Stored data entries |
-------------------------

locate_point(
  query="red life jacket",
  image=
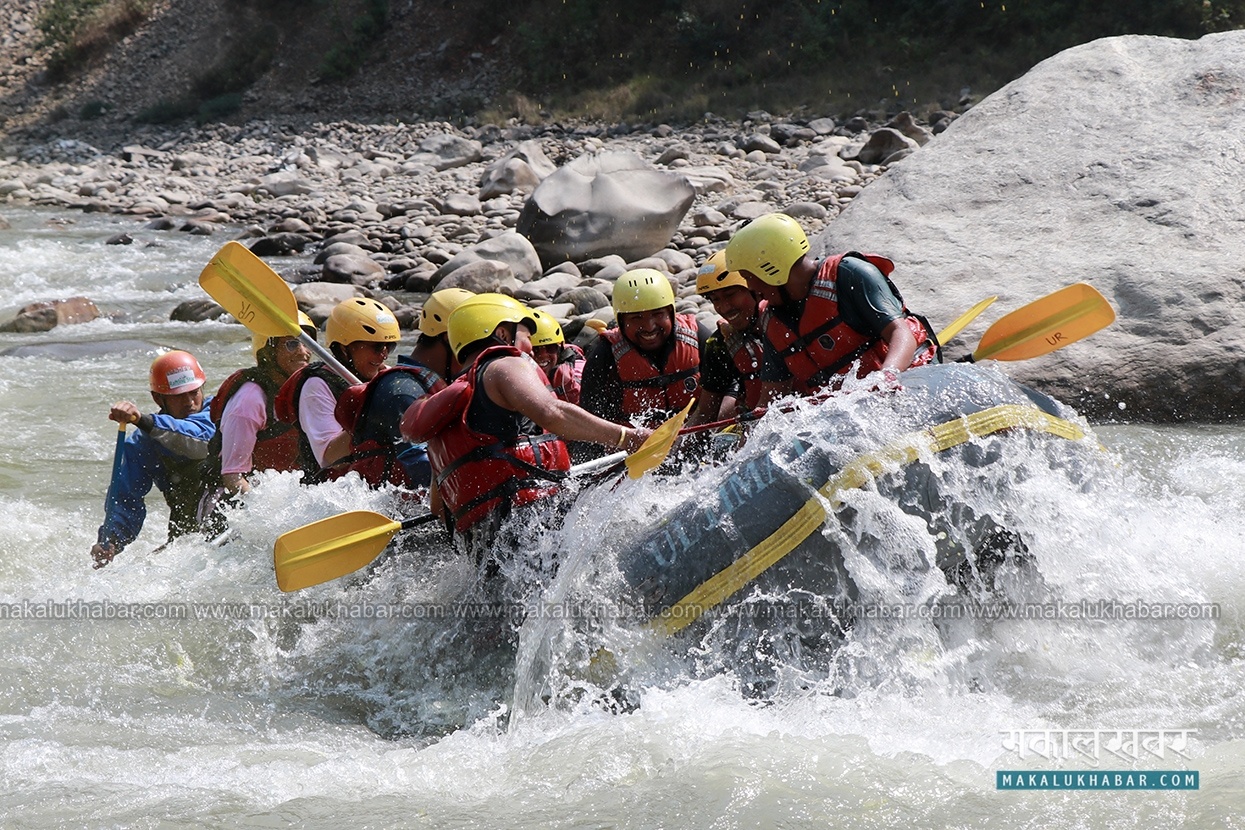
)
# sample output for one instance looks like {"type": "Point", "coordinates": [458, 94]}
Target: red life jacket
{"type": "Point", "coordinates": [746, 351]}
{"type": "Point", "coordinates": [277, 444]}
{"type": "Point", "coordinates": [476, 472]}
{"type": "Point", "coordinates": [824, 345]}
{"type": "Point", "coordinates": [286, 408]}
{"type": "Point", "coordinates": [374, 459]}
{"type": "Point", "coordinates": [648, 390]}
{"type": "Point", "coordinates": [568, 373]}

-------------------------

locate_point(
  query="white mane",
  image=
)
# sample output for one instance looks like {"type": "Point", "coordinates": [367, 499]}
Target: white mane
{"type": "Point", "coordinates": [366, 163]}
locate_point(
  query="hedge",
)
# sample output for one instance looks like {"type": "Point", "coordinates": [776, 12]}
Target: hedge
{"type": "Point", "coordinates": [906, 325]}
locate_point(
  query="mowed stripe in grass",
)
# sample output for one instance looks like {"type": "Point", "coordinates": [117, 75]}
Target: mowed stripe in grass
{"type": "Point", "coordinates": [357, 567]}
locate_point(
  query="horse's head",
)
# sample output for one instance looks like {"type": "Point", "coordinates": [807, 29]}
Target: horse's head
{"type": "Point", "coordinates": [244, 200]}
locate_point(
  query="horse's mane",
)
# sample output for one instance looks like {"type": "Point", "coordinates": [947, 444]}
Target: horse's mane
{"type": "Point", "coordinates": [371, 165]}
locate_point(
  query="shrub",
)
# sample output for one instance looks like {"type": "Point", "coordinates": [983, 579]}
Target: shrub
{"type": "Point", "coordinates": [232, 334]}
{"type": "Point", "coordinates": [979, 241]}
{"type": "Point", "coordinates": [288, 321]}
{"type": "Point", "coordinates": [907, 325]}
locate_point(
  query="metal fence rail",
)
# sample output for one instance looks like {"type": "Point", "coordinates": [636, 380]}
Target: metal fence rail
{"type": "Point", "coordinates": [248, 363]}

-------------------------

Description of the task | Bring together all lines of the entries above in which the string "query" occurs.

Your solution |
  query="red life jacket",
  query="white mane",
  query="hedge",
  query="mowed stripe in grass",
  query="horse's head",
  query="horse's mane",
  query="shrub",
  query="metal fence rail",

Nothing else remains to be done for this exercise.